#### Text block:
"""
As the “Strength of the Land,” King Bhumibol personifies national qualities and aspirations, setting an example of steadfastness and self sacrifice. It is the fulfilment of a vow made at his coronation in May 1950: “We shall reign with righteousness for the benefit and happiness of the Siamese people.”
The royal family’s devotion to the wellbeing of the Thai nation is apparent each day. It is rewarded by a genuine reverence for the institution that is rarely seen elsewhere.
In early December and mid August, particularly large pictures of the King and Queen are always displayed outside major buildings and in public areas in celebration of their respective birthdays.
Pictures of King Bhumibol have been even more in evidence than usual in the last two years because of two major milestones — the 60th year of his reign and his 80th birthday.
In June of 2006, the kingdom celebrated the 60th anniversary of King Bhumibol’s accession to the throne. One of the highlights of the occasion was a royal address to a huge crowd at Royal Plaza in the administrative heart of old Bangkok.
King Bhumibol’s speech and expression of gratitude to his subjects was instantly transmitted to the furthest reaches of his kingdom. Many in the packed crowd wept openly as they hung upon the words of the longest-reigning monarch in Thai history, revealing a heartfelt bond between monarch and subject that is widespread but private, and often very hard to explain to outsiders.
"""
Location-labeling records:
"""
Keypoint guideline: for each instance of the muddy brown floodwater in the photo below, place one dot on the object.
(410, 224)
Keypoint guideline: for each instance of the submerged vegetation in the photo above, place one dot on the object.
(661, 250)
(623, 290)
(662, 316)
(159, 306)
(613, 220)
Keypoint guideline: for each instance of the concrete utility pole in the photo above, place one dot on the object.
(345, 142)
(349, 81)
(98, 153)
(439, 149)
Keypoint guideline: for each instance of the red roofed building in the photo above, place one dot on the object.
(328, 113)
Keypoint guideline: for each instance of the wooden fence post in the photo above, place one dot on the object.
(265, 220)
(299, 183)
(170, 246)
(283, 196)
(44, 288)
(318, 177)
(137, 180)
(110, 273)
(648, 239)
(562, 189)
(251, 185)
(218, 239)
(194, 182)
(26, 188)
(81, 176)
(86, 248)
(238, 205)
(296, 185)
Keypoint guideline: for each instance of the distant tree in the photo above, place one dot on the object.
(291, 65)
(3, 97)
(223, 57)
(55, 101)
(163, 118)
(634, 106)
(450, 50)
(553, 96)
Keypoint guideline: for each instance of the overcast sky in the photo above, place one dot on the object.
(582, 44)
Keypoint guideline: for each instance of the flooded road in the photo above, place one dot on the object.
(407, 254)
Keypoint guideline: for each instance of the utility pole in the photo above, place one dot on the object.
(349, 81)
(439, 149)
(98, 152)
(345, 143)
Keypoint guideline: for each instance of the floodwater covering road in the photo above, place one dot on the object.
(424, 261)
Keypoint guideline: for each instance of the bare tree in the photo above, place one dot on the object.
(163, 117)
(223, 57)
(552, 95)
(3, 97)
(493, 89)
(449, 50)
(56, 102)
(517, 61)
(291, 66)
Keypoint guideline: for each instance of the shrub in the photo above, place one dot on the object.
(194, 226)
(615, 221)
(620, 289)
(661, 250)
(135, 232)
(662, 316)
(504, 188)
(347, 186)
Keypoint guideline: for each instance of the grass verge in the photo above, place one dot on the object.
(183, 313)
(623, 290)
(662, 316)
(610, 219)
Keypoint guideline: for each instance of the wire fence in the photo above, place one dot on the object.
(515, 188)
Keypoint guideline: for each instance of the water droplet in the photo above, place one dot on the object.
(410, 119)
"""
#### Given problem A:
From the passage on King Bhumibol above, set down the span between "Pictures of King" and "of old Bangkok.", inclusive, word for word.
#### Given problem B:
Extract, unchanged, every line of the location-labeling rows from the line containing "Keypoint guideline: for each instance of the distant" through the final row, both ends included.

#### Exercise solution A:
Pictures of King Bhumibol have been even more in evidence than usual in the last two years because of two major milestones — the 60th year of his reign and his 80th birthday.
In June of 2006, the kingdom celebrated the 60th anniversary of King Bhumibol’s accession to the throne. One of the highlights of the occasion was a royal address to a huge crowd at Royal Plaza in the administrative heart of old Bangkok.

#### Exercise solution B:
Keypoint guideline: for each instance of the distant tree in the photo above, place one dot on the object.
(291, 65)
(3, 97)
(223, 57)
(55, 101)
(163, 118)
(634, 106)
(450, 50)
(553, 96)
Keypoint guideline: for each instance of the overcast sky in the photo above, place one dot on the object.
(582, 44)
Keypoint guideline: for each instance of the flooded road in the photo above, place one dot on the object.
(407, 254)
Keypoint guideline: for each instance of the utility pole in the photo above, place one dot on the object.
(349, 81)
(439, 149)
(98, 152)
(345, 143)
Keypoint guideline: for each instance of the floodwater covering road in the photo above, place one dot on the object.
(424, 261)
Keypoint guideline: for each instance of the bare tree in the photo above, place one dot on the object.
(163, 117)
(223, 57)
(552, 95)
(3, 97)
(493, 89)
(449, 50)
(56, 102)
(517, 61)
(291, 66)
Keypoint guideline: for each instance of the shrub in the photo above, place one dot on the object.
(194, 226)
(615, 221)
(620, 289)
(661, 250)
(135, 232)
(662, 316)
(504, 188)
(347, 186)
Keypoint guideline: for each instance of the grass verge in the photo above, place one dot on the object.
(183, 313)
(623, 290)
(662, 316)
(610, 219)
Keypoint guideline: for each instance of the wire fence in the photo above, place one dot on the object.
(515, 188)
Keypoint guideline: for each instance of the water droplet in the photo above, place one dot on the object.
(410, 119)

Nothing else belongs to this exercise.